### Text segment ###

While walking through Target this morning, it struck me that we are now in MAY, and already the month is flying by, and that brought me to the stunning realization that it has been almost SIX MONTHS since my accident, when I fell down the stairs and broke my leg. Six months!
I wish I could say that I am back to normal. Sadly, I am not. I am about a thousand miles from where I was at the beginning of the year, but I am still very gimpy and I walk with a noticeable limp. Last Thursday, I went to my very last physical therapy appointment with my amazing PT, Marley. From January through May, I spent about three hours a week with Marley, working on getting my strength back, and trying to get my leg straight. It’s a stubborn leg. Finally, I arrived at the point where it didn’t seem like going to PT was helping me anymore. I think I just need to be patient and give it time.
After my surgery, my doctor told me it would be about a YEAR before my leg started to feel better. I have to admit, I sort of pooh-pooh’d that notion. As someone who has lived with chronic pain for years, I figured this was something I could overcome pretty easily. But, nope! It pretty much hurts every day. When I walk a lot, it hurts more. By bedtime, I am hobbling across the house, holding onto walls and railings and couches and small children for support.

###

## Problems and tasks:
1. Based on the recovery post, answer yes or no to each statement, and quote the exact words from the post that decide it:
(a) The physical therapy sessions ran from January through May.
(b) The doctor predicted the leg would feel better within six months.
(c) Walking a lot makes the pain worse.
2. Write the next part of the recovery post, starting after its last sentence.
Nothing in the listing is needed here.

### Data shown ###

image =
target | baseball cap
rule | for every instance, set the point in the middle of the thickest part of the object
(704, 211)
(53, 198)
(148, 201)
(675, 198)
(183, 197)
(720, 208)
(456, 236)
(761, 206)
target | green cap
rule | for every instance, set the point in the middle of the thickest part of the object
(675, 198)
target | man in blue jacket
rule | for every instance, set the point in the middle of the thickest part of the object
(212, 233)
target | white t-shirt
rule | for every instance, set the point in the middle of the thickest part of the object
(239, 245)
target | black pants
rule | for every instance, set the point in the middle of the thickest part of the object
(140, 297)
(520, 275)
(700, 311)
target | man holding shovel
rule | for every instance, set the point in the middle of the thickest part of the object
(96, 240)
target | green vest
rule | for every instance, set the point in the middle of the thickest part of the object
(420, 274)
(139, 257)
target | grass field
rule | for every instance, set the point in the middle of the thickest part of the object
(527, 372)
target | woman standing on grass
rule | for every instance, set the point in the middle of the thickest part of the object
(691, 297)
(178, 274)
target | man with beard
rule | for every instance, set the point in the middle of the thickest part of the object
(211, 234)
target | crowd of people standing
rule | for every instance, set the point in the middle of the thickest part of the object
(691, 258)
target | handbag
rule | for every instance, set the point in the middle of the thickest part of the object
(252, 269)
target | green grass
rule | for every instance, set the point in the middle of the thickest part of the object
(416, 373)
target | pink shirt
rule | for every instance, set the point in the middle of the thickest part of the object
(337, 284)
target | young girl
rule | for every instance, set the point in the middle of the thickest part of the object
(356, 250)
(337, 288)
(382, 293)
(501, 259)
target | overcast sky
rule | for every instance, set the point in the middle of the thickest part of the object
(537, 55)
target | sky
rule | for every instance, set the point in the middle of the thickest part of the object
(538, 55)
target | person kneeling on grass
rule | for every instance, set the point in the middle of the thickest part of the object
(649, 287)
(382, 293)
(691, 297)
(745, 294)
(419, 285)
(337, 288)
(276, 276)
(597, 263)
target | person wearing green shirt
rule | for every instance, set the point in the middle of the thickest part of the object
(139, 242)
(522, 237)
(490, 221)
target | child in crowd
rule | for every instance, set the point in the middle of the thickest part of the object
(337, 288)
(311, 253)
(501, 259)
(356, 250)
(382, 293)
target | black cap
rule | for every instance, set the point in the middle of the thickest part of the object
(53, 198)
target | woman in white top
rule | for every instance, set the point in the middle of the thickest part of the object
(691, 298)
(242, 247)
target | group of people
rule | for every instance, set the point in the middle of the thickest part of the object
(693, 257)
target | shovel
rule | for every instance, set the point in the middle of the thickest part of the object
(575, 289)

###

## Answers to the problems:
1.
(a) Yes: "From January through May, I spent about three hours a week with Marley"
(b) No: "my doctor told me it would be about a YEAR before my leg started to feel better"
(c) Yes: "When I walk a lot, it hurts more."

2.
But still – I am walking! I can stand, I can walk, I can drive. I have faith that eventually, I’ll look and feel pretty normal. And while these past six months have been a real downer in some ways, it’s been a blessing in some ways as well. I have grown even closer to my wonderful husband, which I wouldn’t have thought possible – the man went above and beyond in caring for me and adapting our lifestyle to make things work for me. He made sure I was always included in whatever was going on, even when it was hugely inconvenient. He also drove me all over hell and back, before I was able to drive myself. If you’re going to suffer a devastating injury, I recommend having someone amazing and supportive by your side. So, as I hit the six-month anniversary of the shittiest night of my life, I feel things are pretty okay, and like I’m on a solid path back to recovery!